» **Page extract**:
#####

1.1. Benedictions. The inclusion of benedictions in a letter to express the
writer’s wish-prayers for the readers may have been derived from Jewish worship, in which benediction was a common practice. In the Pauline corpus each letter commenced and ended with a benediction. In the group of writings we are considering, however, there are some distinctive features: not every letter includes a benediction (e.g., Jas and 1 Jn) and, except for 1 Peter, each letter includes only one benediction, either at the beginning (1
Pet 1:2; 2 Pet 1:2; 2 Jn 3; Jude 2; Rev 1:4) or at the end (Heb 13:20–21, 25; 1 Pet 5:14;
3 Jn 15; Rev 22:21). Even though benediction is frequently included in a letter, it is not
a necessary element. The Johannine epistles provide strong evidence: there is no
benediction in 1 John, one introductory benediction in 2 John and only a brief closing
benediction in 3 John (see John, Letters of). Here the same writer does not follow a
stereotyped format in his letters.

#####

» **Listing**:
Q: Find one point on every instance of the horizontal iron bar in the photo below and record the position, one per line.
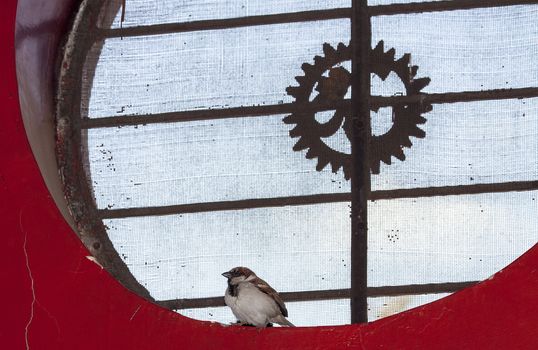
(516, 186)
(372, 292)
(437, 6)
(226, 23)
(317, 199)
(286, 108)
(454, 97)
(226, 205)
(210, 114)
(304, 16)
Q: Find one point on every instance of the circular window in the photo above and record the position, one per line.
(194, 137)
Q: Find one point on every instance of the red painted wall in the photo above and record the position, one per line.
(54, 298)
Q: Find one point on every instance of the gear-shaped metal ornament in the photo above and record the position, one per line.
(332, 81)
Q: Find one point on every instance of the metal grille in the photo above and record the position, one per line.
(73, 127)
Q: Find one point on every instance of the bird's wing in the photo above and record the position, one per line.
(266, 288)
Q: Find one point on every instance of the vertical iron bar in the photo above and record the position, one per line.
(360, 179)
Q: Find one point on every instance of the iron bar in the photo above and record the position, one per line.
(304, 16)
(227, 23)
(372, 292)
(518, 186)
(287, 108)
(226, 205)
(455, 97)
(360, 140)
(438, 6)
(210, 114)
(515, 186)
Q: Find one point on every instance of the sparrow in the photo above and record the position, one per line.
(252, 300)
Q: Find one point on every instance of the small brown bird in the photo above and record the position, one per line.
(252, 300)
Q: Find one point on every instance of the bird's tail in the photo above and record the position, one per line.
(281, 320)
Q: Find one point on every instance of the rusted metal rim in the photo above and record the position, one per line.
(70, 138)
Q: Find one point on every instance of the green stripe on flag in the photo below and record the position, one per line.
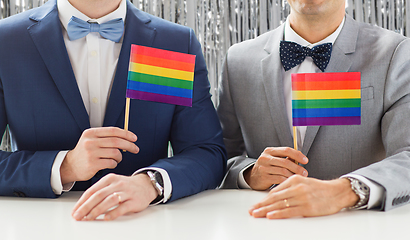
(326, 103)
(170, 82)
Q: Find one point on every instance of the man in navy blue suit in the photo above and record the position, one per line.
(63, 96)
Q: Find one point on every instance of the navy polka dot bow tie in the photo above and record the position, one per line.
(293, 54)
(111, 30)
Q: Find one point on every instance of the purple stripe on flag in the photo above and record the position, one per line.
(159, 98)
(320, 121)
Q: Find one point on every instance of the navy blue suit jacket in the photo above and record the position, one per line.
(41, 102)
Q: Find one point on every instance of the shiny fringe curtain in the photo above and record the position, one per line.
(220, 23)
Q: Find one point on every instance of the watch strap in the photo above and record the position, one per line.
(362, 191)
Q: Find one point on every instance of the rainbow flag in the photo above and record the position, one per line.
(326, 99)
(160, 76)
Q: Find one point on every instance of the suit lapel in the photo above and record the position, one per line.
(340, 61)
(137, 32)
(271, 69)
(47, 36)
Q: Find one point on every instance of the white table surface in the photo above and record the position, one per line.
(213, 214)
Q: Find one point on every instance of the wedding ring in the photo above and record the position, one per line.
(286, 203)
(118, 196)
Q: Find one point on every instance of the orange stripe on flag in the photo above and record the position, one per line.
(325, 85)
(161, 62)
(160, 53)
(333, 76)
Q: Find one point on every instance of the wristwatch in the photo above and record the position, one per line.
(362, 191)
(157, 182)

#####

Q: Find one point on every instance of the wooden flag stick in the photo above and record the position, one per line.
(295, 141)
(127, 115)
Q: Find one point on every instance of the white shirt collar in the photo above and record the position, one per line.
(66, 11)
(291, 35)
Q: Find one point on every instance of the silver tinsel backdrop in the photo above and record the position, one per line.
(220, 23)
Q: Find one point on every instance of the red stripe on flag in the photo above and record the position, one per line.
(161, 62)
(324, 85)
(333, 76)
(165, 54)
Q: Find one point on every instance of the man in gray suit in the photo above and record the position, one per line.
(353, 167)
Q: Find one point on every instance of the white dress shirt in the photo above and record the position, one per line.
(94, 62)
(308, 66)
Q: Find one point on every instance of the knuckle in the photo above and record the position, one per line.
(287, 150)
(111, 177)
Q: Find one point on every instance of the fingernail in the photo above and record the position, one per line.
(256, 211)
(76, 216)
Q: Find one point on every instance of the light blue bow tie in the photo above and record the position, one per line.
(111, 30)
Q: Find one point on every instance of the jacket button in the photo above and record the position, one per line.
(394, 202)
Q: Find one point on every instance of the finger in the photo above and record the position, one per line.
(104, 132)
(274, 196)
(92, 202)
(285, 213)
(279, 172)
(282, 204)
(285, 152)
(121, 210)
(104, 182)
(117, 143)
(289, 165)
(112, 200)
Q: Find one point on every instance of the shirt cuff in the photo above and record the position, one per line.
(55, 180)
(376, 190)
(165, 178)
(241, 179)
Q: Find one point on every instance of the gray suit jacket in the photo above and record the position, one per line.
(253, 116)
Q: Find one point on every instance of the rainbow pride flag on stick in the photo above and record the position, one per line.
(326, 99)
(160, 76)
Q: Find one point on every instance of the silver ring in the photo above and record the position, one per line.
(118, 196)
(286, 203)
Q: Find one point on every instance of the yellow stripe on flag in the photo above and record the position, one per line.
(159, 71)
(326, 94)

#####

» **Work instructions**:
1. Summarize the passage on benedictions in two sentences.
2. Extend the passage on benedictions from its final sentence onward.
The lines have no connection to the passage on benedictions.

» **Answers to the exercise**:
1. Benedictions in letters express the writer's wish-prayers for the readers and may have come from Jewish worship, and every Pauline letter began and ended with one. In the writings under consideration, not every letter has a benediction and they appear at either the beginning or the end, while the Johannine epistles show that a benediction is not a necessary element, since the same writer gives none in 1 John, an introductory one in 2 John and a brief closing one in 3 John.

2.
Benedictions are essentially wishes of grace and/or peace: “Grace be with you
[all]” (Heb 13:25; Rev 22:21) or “Peace be with [or to] you” (1 Pet 5:14; 3 Jn 15). In
some letters benedictions are elaborated with additional features such as mercy (2 Jn 3)
or love (Jude 2) or with a closing “Amen” (Heb 13:25; Rev 22:21). In Hebrews 13:20–21 and Revelation 1:4, both letters include lengthy introductions about God, the source of the
benefaction, with epithets that coincide with the major motifs of the letters (Lane, 560).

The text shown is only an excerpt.